— To do —
Find every line in the rows below that contains the string "ladder", and copy each one in full. Case counts, so match only that exact form.

Pointing and labeling entries
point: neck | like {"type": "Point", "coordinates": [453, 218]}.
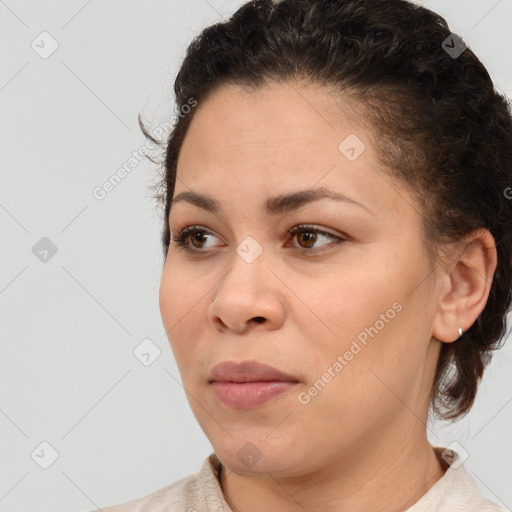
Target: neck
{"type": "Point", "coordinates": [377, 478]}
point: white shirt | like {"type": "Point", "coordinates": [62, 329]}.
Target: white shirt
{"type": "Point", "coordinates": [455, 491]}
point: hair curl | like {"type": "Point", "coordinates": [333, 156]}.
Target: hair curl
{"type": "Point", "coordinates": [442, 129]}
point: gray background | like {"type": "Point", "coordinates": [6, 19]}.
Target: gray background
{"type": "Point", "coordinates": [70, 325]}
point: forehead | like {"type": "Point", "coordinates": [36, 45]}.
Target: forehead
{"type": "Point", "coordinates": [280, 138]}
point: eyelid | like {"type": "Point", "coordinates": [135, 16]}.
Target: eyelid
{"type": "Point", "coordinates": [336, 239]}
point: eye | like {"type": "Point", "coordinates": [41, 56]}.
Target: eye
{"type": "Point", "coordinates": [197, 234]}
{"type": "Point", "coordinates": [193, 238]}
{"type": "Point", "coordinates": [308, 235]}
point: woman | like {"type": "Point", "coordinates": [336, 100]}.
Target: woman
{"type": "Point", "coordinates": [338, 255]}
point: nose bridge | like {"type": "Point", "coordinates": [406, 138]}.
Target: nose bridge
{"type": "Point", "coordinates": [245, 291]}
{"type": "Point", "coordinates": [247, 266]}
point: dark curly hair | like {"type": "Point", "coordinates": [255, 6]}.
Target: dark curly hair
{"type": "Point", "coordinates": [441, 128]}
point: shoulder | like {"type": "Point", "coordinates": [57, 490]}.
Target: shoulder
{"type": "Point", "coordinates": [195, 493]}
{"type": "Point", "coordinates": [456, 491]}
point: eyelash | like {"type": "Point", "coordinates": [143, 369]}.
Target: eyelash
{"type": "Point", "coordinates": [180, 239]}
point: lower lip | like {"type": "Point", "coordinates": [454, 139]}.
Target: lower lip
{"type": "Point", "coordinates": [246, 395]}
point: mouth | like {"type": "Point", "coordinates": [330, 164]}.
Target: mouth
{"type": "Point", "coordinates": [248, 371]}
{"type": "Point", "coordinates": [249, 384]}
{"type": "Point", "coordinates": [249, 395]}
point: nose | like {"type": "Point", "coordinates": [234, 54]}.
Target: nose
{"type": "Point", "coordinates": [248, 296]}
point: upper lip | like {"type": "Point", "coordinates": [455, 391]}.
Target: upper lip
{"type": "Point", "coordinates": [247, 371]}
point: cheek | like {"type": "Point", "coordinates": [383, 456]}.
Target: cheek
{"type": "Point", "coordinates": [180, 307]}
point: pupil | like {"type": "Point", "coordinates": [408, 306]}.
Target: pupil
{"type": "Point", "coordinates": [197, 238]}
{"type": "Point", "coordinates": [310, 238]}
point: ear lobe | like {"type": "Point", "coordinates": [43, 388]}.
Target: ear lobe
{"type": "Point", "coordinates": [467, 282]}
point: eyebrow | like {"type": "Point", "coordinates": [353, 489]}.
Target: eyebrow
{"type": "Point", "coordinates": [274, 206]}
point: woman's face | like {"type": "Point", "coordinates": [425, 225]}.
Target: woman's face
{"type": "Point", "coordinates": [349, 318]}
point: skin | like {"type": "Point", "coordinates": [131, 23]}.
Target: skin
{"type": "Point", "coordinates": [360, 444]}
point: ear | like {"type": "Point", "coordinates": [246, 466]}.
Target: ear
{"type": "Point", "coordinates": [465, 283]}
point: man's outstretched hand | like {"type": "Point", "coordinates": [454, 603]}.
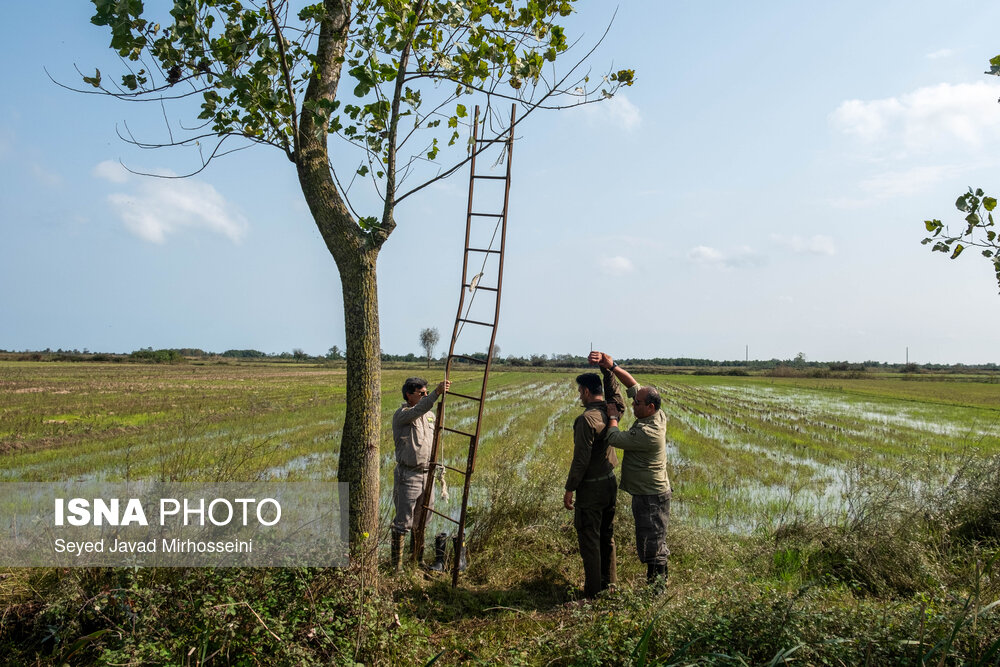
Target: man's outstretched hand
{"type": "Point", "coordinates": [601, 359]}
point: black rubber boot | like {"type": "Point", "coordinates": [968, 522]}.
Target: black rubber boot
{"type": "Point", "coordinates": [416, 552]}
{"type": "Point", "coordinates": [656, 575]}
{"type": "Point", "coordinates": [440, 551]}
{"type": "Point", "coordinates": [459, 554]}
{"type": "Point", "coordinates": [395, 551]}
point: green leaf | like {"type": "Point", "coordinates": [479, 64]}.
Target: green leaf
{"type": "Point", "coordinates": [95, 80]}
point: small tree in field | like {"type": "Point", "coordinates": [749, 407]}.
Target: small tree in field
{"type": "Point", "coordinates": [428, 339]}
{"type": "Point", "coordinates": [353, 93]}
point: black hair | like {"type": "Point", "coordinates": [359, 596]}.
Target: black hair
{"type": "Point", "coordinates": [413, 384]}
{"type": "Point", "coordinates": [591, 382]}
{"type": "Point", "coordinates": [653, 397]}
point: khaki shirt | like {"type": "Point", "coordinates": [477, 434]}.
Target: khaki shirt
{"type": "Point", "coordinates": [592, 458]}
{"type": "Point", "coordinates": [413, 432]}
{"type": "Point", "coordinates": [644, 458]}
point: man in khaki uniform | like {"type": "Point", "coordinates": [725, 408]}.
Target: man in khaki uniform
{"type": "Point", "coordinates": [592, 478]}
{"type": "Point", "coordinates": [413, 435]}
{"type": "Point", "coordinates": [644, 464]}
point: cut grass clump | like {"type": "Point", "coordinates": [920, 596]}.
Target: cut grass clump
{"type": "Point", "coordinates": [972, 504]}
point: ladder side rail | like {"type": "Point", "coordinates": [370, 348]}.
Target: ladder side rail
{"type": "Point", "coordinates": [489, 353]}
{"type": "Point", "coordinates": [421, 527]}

...

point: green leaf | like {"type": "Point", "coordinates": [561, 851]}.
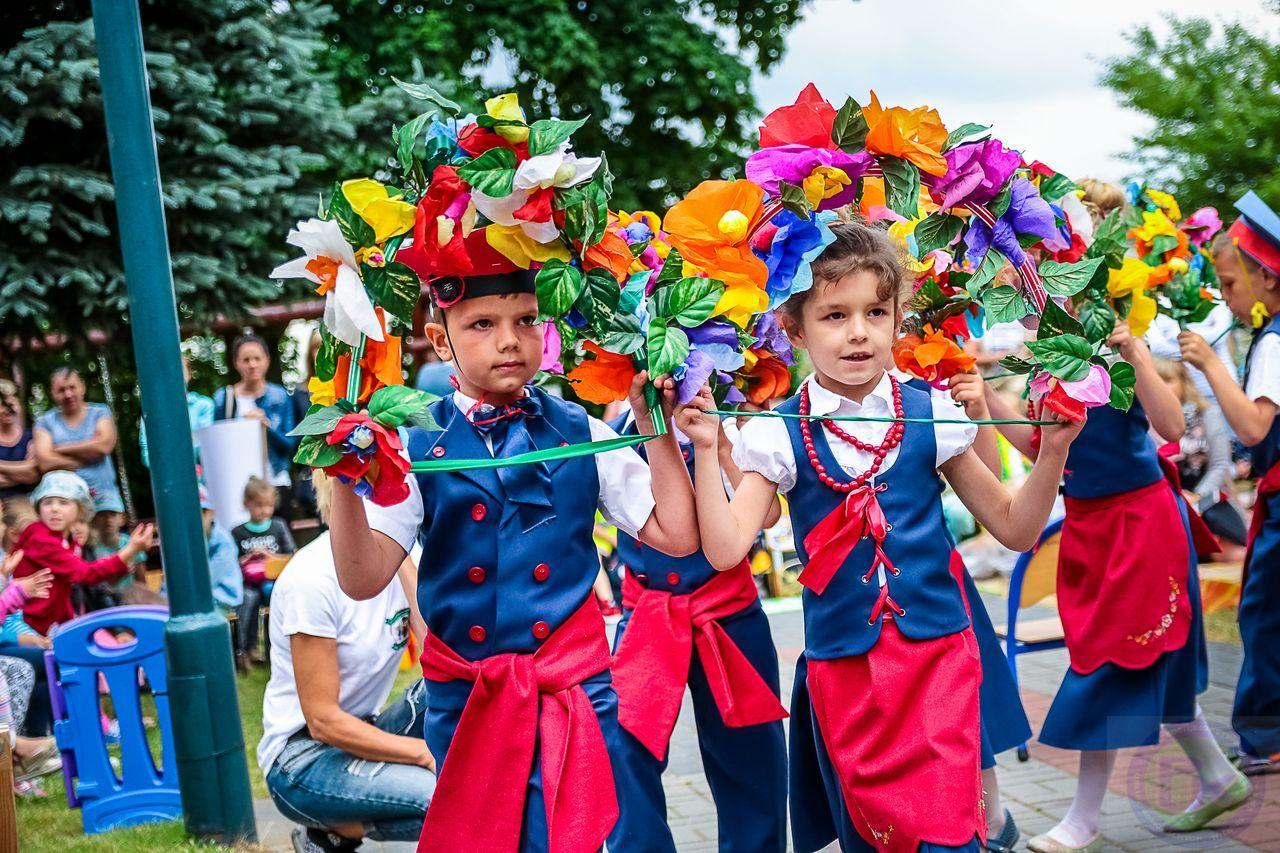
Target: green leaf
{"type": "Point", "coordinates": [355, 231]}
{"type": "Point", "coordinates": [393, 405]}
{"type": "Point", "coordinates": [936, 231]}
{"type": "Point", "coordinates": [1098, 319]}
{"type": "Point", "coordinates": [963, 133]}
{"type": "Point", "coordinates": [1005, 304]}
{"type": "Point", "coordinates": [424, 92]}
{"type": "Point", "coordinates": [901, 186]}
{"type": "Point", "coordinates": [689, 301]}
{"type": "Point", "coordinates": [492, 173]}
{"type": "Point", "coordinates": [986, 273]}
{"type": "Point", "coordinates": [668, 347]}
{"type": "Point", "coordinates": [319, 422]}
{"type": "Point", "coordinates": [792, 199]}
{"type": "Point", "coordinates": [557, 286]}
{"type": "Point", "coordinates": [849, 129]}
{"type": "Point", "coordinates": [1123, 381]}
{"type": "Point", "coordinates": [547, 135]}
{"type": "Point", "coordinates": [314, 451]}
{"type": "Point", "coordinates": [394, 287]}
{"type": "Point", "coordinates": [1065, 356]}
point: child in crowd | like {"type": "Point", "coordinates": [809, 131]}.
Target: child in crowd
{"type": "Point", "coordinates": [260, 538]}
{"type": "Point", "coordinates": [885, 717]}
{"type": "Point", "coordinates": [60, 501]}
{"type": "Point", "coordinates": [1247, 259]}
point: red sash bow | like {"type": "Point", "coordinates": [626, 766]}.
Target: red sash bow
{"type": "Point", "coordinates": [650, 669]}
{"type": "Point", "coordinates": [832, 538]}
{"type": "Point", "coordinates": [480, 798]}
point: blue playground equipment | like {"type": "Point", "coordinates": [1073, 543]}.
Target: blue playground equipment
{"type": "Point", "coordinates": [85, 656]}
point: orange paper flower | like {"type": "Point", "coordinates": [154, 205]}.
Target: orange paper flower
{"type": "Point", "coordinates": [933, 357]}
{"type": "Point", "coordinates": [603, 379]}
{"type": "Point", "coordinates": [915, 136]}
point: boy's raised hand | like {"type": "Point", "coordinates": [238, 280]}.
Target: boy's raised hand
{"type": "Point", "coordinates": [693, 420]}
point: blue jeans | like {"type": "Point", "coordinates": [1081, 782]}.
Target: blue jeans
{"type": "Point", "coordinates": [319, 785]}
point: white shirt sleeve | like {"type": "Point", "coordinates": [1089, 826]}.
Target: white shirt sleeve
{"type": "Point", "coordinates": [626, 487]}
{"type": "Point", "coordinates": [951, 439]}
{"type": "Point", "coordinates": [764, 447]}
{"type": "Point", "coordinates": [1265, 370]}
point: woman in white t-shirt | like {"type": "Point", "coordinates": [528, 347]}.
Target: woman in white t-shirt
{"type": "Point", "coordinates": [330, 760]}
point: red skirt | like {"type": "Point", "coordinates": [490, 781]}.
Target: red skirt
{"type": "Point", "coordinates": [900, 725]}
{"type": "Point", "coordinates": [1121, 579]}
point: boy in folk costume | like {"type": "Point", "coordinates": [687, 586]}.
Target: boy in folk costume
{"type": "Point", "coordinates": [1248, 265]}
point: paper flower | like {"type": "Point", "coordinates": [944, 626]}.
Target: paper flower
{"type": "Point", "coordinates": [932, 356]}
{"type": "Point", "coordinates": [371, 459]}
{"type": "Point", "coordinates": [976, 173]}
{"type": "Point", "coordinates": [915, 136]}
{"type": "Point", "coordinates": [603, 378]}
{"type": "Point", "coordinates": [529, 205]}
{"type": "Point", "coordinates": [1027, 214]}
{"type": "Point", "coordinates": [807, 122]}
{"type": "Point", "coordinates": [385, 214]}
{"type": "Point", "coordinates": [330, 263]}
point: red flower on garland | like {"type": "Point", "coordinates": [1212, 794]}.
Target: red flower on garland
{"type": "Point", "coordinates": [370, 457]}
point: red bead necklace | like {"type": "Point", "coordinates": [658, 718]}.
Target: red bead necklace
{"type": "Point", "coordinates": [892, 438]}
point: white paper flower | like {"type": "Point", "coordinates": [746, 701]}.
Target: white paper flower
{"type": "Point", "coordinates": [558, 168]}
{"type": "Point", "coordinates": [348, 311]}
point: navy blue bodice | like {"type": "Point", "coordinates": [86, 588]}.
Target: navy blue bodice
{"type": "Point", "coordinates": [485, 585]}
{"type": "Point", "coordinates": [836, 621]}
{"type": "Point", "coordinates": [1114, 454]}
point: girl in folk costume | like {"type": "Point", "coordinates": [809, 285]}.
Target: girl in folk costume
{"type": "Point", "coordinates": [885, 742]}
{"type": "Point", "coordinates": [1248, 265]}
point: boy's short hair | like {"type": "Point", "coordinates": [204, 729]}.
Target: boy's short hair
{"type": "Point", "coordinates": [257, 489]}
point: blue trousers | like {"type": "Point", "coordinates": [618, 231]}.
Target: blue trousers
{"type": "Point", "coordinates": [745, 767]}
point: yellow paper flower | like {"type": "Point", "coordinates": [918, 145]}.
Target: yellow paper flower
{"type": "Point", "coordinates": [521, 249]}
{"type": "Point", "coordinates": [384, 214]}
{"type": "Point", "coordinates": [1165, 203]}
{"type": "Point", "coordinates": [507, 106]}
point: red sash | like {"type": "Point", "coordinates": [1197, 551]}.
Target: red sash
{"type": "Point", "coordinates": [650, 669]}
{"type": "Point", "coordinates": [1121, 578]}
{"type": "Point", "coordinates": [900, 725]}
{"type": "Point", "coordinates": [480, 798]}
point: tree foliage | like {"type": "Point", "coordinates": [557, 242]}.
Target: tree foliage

— Response —
point: ladder side rail | like {"type": "Point", "coordinates": [370, 348]}.
Target: ladder side rail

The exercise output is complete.